─── PROVIDED RECORDS ───

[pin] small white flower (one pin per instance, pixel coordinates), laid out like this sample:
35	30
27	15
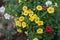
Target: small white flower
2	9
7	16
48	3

───

**SHORT TASK**
Update the rows above by replacing every "small white flower" with "yellow blossom" and leaving everything else unchanged. Omit the pictures from your answer.

**THE RESULT**
[pin] yellow blossom (one pin per instance, pixel coordinates), laid out like this sample:
35	30
27	15
Target: yellow blossom
2	9
7	16
48	3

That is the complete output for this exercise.